# FRAGMENTO DE PÁGINA
▶

La unión se había roto y ella había decidido volver a su fe cristiana. Después de un año «de prueba», había sido admitida de nuevo en la Iglesia, ya que, quien deja la Iglesia católica y se hace musulmán, por ejemplo, es un apóstata de la fe y queda excomulgado, de esta excomunión puede ser absuelto por el ordinario del lugar, según el Código de Derecho Canónico (c. 1355,2). Ella misma quiso que, como su alejamiento fue público, su vuelta a la fe cristiana fuera visible para toda la comunidad. Mientras tanto el hombre sigue siendo musulmán.
Me imagino la reacción de muchos lectores occidentales ante esta escena que parece sacada de las noches más oscuras de la Edad Media. Supongo que en nuestras naciones cristianas, en donde prevalece un fuerte laicismo o quizás una falsa concepción de la libertad religiosa, este hecho no tendrá mucha importancia. Pero sí lo tiene para una comunidad, como la cristiana de Tierra Santa, que se ve al borde de la desaparición.
Aunque la conversión al islam de estos dos cristianos haya sido más bien «interesada» para ambos y haya tenido un final feliz, ya que la mujer ha vuelto a la fe cristiana y los dos hijos fruto de esta unión han sido bautizados, sin embargo éste no es un caso aislado, que puede ser más o menos curioso. Es la situación en la que se encuentran o pueden encontrarse muchas mujeres cristianas de Oriente Medio, especialmente de Tierra Santa.
El matrimonio es un ideal y una liberación para las mujeres de Oriente Medio
Que el matrimonio sea una ideal y una realización para la mayor parte de las mujeres – y de los hombres -, no es nada nuevo, aunque hoy hay muchas mujeres, especialmente en los países occidentales, que prefieren vivir solas o sin unirse en matrimonio. Sin embargo, la cultura y la influencia religiosa de Oriente Medio empujan a la mujer al matrimonio como única vía para afrontar el futuro. Las mujeres quieren casarse y casarse a toda costa.

◀

# INFORMACIÓN REGISTRADA
▶

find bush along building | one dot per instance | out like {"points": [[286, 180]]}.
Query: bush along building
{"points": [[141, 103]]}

◀

# DETALLES DEL EJERCICIO
Cambia "Oriente Medio" por "Medio Oriente" en el pasaje del texto sobre las mujeres cristianas de Tierra Santa que empieza con "El matrimonio es" y termina con "a toda costa.", y escribe el pasaje resultante.

# LA RESPUESTA
El matrimonio es un ideal y una liberación para las mujeres de Medio Oriente
Que el matrimonio sea una ideal y una realización para la mayor parte de las mujeres – y de los hombres -, no es nada nuevo, aunque hoy hay muchas mujeres, especialmente en los países occidentales, que prefieren vivir solas o sin unirse en matrimonio. Sin embargo, la cultura y la influencia religiosa de Medio Oriente empujan a la mujer al matrimonio como única vía para afrontar el futuro. Las mujeres quieren casarse y casarse a toda costa.